Set problem: Please lay out the lines from the one containing "of the black" through the end of the material below, inclusive, as a numbered list with blank lines left out.

>> START Excerpted data

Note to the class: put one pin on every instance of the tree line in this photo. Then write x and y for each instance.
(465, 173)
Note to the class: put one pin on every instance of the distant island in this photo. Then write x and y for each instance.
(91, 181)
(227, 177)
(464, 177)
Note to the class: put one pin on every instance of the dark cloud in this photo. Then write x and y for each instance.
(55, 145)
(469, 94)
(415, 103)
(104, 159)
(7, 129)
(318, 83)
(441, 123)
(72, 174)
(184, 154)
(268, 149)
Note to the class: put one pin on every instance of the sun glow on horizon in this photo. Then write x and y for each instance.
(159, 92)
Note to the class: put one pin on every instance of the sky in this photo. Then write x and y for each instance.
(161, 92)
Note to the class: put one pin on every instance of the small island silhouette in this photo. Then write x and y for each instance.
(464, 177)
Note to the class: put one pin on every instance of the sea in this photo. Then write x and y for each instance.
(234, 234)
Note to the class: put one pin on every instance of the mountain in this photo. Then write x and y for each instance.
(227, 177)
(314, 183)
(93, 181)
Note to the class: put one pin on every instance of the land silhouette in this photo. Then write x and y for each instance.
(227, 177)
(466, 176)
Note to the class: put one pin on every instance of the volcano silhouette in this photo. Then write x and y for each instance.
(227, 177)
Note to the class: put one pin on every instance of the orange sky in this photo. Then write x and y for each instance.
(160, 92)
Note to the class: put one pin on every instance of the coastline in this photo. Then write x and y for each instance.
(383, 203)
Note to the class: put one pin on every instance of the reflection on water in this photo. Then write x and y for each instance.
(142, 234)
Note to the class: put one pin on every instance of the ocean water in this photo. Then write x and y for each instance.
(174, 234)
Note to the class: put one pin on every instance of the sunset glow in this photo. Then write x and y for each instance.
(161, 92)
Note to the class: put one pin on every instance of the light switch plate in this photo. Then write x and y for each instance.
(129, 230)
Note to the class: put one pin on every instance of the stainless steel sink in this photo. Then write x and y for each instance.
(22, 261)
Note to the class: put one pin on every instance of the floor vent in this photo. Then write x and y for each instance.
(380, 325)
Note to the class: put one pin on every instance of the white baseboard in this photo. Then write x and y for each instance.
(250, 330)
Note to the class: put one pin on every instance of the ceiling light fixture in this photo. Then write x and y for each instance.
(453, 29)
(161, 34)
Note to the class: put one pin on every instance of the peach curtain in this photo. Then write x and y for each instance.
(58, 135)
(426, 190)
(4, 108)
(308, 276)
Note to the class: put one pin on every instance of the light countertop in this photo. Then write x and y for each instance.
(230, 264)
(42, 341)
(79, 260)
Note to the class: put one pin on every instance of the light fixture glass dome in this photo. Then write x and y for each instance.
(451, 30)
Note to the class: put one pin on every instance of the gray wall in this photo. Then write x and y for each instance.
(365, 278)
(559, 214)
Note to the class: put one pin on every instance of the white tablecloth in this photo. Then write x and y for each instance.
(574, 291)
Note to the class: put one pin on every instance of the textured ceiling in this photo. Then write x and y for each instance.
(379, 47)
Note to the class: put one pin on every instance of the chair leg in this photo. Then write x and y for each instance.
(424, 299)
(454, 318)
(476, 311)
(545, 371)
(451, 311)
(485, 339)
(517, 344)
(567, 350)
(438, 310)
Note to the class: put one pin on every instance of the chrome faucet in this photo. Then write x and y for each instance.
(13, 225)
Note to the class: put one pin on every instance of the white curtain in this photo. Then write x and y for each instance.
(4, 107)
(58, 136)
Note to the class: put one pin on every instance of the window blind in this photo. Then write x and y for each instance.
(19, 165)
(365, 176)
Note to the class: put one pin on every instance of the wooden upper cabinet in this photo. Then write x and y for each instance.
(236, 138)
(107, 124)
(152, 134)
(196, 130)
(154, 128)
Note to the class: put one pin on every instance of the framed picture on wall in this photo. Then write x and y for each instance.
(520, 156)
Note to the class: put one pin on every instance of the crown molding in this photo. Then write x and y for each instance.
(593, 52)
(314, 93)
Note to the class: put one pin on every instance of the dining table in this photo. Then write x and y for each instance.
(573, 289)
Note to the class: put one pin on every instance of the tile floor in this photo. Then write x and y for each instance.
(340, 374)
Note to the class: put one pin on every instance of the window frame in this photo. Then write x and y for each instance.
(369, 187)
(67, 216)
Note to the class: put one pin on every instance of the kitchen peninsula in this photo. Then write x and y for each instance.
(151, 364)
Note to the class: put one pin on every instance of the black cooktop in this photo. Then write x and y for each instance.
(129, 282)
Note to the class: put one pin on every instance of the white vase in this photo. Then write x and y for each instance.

>> END Excerpted data

Solution below:
1. Note to the class: put one pin on every instance of the black cooktop in this photo. Then write x and y for each instance.
2. (129, 282)
3. Note to the class: put one pin on every instance of the white vase in this photo. Then write x and y for each instance.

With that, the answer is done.